━━ Provided material
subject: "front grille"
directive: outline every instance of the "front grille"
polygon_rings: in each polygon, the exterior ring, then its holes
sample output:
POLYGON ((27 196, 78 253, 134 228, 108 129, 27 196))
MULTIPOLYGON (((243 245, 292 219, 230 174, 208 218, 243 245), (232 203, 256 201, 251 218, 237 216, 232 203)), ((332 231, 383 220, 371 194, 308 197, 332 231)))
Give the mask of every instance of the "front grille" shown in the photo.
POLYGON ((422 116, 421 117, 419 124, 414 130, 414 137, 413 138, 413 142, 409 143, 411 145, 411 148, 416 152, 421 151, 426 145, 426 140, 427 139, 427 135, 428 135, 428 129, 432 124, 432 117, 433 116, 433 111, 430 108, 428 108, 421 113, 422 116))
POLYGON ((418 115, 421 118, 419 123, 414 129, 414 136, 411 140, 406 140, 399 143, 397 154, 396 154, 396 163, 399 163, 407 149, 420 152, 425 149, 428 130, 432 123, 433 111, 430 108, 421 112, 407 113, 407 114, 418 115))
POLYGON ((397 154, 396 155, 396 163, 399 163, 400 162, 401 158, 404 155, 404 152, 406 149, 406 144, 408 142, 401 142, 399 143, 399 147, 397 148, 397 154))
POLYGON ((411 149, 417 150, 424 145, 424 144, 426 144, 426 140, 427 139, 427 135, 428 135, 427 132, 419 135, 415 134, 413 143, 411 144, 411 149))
━━━━
** What you are asked to do **
Please copy every one of the items above, character for character.

** The answer **
subject: "front grille"
directive: outline every instance of the "front grille"
polygon_rings: in each polygon, the exterior ring, then its holes
sample output:
POLYGON ((27 196, 78 253, 134 228, 108 129, 27 196))
MULTIPOLYGON (((243 245, 292 219, 230 174, 208 218, 243 245), (232 203, 256 201, 251 218, 237 216, 232 203)), ((332 231, 383 220, 371 194, 308 197, 332 231)))
Give the mask of every instance of the "front grille" shown in the photo.
POLYGON ((422 116, 421 117, 419 124, 414 130, 414 137, 413 138, 413 142, 409 143, 411 145, 411 148, 416 152, 421 151, 426 145, 426 140, 427 139, 427 135, 428 135, 428 129, 432 124, 432 117, 433 116, 433 111, 430 108, 428 108, 421 113, 422 116))
POLYGON ((418 115, 421 118, 419 123, 414 129, 414 136, 411 140, 406 140, 399 143, 397 154, 396 154, 396 163, 399 163, 407 149, 420 152, 425 149, 428 130, 432 123, 433 111, 430 108, 421 112, 407 113, 407 114, 418 115))
POLYGON ((397 154, 396 155, 396 163, 399 163, 400 162, 401 158, 404 155, 404 152, 406 149, 406 144, 408 142, 401 142, 399 143, 399 147, 397 148, 397 154))
POLYGON ((411 149, 417 150, 424 145, 424 144, 426 144, 426 140, 427 139, 427 135, 428 135, 427 132, 419 135, 415 134, 413 143, 411 144, 411 149))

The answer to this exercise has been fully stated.